## WHAT TO DO
Among the lines below, list those containing the string "bowl".

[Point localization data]

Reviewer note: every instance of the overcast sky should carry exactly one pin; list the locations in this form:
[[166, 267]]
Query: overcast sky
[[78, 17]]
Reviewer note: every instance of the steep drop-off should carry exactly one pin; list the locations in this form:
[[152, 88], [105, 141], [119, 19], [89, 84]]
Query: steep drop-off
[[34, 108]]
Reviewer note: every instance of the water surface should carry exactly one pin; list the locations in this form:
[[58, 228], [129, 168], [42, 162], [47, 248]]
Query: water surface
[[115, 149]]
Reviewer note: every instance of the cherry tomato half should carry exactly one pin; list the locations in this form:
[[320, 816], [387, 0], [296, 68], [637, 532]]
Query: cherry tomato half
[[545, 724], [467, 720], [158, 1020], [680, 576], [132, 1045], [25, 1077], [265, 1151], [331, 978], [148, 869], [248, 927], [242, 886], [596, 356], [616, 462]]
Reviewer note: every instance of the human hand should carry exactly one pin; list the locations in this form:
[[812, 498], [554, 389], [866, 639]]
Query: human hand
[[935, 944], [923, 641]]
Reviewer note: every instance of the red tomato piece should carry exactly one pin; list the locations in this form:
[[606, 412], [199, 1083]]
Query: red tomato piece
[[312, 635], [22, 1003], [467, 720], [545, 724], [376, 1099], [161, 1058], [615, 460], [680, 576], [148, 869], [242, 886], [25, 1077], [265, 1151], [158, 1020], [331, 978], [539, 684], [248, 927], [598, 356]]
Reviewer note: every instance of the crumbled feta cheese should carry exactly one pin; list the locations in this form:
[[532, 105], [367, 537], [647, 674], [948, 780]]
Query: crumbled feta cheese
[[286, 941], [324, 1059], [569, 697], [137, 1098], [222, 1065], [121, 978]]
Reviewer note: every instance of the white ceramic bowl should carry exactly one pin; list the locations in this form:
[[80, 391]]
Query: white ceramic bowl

## WRITTEN REPLY
Reviewer note: every instance of the white ceramic bowl should carry exactly one pin; list the locations in this form:
Query: white ceramic bowl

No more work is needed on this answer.